-- INFORMATION PROVIDED --
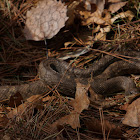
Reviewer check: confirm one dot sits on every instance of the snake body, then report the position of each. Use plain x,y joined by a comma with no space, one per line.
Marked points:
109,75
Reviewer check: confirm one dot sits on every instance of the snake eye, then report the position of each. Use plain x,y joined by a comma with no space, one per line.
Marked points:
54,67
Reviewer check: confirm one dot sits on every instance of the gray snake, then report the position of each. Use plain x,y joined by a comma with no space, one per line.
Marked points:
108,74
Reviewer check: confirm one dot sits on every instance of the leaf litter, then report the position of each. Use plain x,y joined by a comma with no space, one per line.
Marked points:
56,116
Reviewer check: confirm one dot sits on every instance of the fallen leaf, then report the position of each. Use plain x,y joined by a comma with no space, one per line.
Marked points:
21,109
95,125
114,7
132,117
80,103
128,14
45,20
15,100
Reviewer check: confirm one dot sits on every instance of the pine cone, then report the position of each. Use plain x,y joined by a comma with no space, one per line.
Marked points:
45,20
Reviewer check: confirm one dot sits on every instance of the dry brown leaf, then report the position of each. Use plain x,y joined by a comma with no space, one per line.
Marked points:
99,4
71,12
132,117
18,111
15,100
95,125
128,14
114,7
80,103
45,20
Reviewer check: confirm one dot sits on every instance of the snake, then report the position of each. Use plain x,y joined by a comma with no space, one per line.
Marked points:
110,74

-- DO THIS --
Output all of the lines above verbatim, leaving out the picture.

-- ANSWER FOR THIS EXERCISE --
Reviewer check: confirm one dot sits on every instance of the snake body, then report the position of each. Use plain x,y joined by a comma with no space, one per line.
Marked points:
109,75
Reviewer check: confirm one dot sits on every instance of the snake eye, then report the position of each. Use plain x,y joined by a comma with no space, one per line.
Marked points:
54,67
Reviewer check: confirm one dot sits on every instance of the gray snake, then report the position of each. Use plain x,y joined by a comma with no space, one per line.
Marked points:
108,74
Reviewer check: confirm one dot sits on every instance of the leaf litter, then report the position of each. Use plain x,y joined by a comma with no space, one per line.
Marked points:
56,116
Reviewer check: confirm one dot sits on every instance of the fallen leaf, then report the position of each. Use plain x,y joined by a comma with no space, one per line.
Marked points:
21,109
95,125
114,7
132,117
80,103
128,14
45,20
15,100
Reviewer check: confirm one dot sits on every instance of the pine cone, then report the position of each. Use plain x,y joined by a comma with no space, one per line.
Marked points:
45,20
Reviewer check: confirm one dot sits on every instance of the dry brown leaf, then report the position of each. Use plain x,y joined by a comma with no space, one per line.
Marked points:
99,4
71,12
132,117
18,111
15,100
95,125
128,14
114,7
80,103
45,20
Reviewer check: confirm one dot sits on every instance of the snake, then report the position of each. Use plain x,y joined by a comma with no space, one per line.
Marked points:
110,74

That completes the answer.